** Opening DOCUMENT SECTION block **

Al Gore's sharing the Nobel Peace Prize will become an outstanding moment in the history of the world's reaction to climate change. Brilliant or horrific depending on your interpretaton.
Written by Harry Fuller, Contributor

Al Gore's sharing the Nobel Peace Prize will become an outstanding moment in the history of the world's reaction to climate change. Brilliant or horrific depending on your interpretaton. Gore and the U.N.-sponsored Intergovernmental Panel on Climate Change (IPCC) will share the $1.5 million Nobel Peace Prize. The IPCC has a landmark meeting next month in Spain. The head of the Nobel prize committee was very clear he wants global warming to become of global concern, and action.

He said, "I want this prize to have everyone . . . every human being, asking what they should do."

Gore's comment, "The climate crisis is not a political issue, it is a moral and spiritual challenge to all of humanity. It is also our greatest opportunity to lift global consciousness to a higher level,"

Of course, he isn't naive enough to really believe that climate change can be de-politicized in the U.S. The individual's view of climate change and what shoud or could be done about it has become almost as much of a political litmus test in the U.S. as an opinion on abortion or the Iraq War. Millions of lobbying dollars have been spent in the U.S. to make the issue seem political and highly congtroversial. So, of course, politics instantly enetered into coverage of Gore's Nobel Prize.

Reuters, a British-based news agency, headlined Gore's prize as a "blow to [President] Bush." Reuters also reported the White House's comment today that President George W. Bush was happy to see Gore and the IPCC win the Nobel Prize. Here in the U.S. Fox News immediately went to the 2008 Presidential campaign, "Will Al Gore Run?" That would be a frightening prospect for most of Fox's conservative viewers as he is seen as less likely to lose than current Democratic candidates.

** Closing DOCUMENT SECTION block **
** Opening DATA LISTING block **

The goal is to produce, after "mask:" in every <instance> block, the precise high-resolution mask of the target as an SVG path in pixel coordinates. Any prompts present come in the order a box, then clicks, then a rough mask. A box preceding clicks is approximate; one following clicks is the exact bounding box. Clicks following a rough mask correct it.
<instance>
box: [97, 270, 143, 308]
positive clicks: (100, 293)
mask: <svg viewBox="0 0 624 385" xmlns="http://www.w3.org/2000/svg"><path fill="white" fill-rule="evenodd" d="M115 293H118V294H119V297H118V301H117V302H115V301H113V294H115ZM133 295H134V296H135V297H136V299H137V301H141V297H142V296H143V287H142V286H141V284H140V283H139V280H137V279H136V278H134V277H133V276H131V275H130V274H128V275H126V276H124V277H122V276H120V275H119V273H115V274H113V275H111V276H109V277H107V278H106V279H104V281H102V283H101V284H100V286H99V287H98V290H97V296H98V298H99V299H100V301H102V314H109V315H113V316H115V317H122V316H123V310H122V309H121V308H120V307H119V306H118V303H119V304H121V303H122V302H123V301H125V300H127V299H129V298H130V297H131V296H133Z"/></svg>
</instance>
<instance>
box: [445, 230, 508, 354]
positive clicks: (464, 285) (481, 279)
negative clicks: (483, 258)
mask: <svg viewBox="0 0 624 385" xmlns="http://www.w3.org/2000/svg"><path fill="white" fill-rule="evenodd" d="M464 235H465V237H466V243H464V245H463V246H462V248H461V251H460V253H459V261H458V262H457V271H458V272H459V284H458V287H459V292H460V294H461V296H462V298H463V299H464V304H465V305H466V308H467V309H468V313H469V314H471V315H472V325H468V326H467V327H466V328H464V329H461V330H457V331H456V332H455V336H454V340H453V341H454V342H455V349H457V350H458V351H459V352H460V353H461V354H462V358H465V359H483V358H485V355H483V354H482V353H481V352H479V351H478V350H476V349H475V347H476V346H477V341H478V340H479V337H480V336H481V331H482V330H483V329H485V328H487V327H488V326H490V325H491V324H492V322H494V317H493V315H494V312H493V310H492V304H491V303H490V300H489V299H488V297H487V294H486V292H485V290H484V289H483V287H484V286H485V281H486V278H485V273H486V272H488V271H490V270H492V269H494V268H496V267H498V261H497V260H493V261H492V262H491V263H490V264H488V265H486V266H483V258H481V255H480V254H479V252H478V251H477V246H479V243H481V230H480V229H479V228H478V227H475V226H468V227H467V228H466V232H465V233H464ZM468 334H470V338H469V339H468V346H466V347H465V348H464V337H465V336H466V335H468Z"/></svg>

** Closing DATA LISTING block **

Write the next few paragraphs of the article on Al Gore's Nobel Peace Prize, starting after its final sentence. The rows have no connection to the article on Al Gore's Nobel Peace Prize.

→ **ANSWER SPACE**:
So this peace prize may be even more controversial than most. Some sites went straight to the argument, "Did Gore deserve the prize?" A French news agency covered the Canadian candidate who didn't win. She was glad, she said to see the earth win this one.

What will Gore do with his money? He's giving it to the Alliance for Climate Protection.

Clearly the Nobel Committee was not moved by the British judge who ruled that Gore's documentary was less than accurate on several key points. They made this award will the full intention of making Gore a universal symbol of the forces trying to get the nations and people of the planet to seriously deal with global warming. This will only serve to further infuriate those who choose to doubt or scoff at the need to do anything. Somewhere the shade of Darwin must be watching this and nodding in the knowledge that this is a test of fitness for the human species.

What does this mean in the green tech world? Likely more government money from developed countries or those with petro-dollars. Imagine what Venezuela could do with all its sunshine, or Bahrain. For tech in general it just gives impetus to a trend already forming. Get green. Like this ad I first noticed this week from AMD. We may all get a little green and queasy from all the corporations touting their own special greenness and love for the planet. Let's hope they mean at least a little of it.